____ Dataset records

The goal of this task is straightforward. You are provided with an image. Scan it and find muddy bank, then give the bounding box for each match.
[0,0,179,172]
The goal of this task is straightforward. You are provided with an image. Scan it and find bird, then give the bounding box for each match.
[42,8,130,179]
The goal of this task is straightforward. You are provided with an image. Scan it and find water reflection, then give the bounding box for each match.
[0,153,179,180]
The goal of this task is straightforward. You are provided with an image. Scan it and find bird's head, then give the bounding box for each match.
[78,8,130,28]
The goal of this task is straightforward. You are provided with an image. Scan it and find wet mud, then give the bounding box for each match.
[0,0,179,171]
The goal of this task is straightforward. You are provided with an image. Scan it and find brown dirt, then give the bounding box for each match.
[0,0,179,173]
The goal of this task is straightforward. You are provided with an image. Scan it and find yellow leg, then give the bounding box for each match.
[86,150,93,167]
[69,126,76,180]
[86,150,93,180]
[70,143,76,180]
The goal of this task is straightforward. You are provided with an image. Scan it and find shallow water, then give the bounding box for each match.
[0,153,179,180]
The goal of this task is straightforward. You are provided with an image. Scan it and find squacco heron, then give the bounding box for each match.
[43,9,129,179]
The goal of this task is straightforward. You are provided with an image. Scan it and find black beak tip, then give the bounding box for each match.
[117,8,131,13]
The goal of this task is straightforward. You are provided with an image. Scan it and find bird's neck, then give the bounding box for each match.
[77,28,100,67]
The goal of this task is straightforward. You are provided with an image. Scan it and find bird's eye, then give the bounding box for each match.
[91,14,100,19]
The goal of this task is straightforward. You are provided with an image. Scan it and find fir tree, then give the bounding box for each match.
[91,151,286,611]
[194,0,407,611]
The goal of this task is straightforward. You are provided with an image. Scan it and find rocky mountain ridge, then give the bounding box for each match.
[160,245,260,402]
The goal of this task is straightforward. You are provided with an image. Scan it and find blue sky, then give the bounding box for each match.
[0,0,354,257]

________
____ Dataset records

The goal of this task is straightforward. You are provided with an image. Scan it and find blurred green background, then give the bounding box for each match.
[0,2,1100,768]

________
____ Dataset records

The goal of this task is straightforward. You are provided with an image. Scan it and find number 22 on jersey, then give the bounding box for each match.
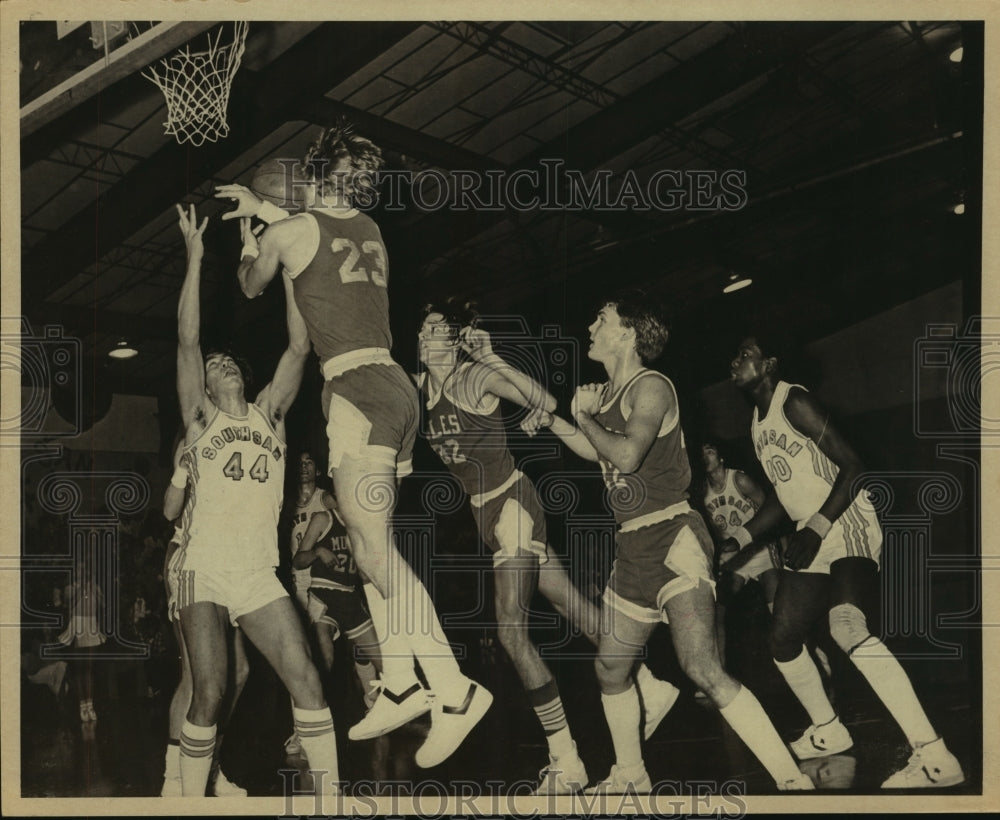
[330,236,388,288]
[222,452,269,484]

________

**Task brief**
Render everything from the line containing "and find muddy" down to the line containing "[0,0,179,172]" as a Markdown table, with each line's number under Row and its text under Line. Leave out blank lines.

**Output of the exercise**
| Row | Line |
|---|---|
| 1 | The goal of this task is straightforward. You are provided with an image. Scan it and find muddy bank, then give the bounding box for each match. |
| 2 | [0,0,179,172] |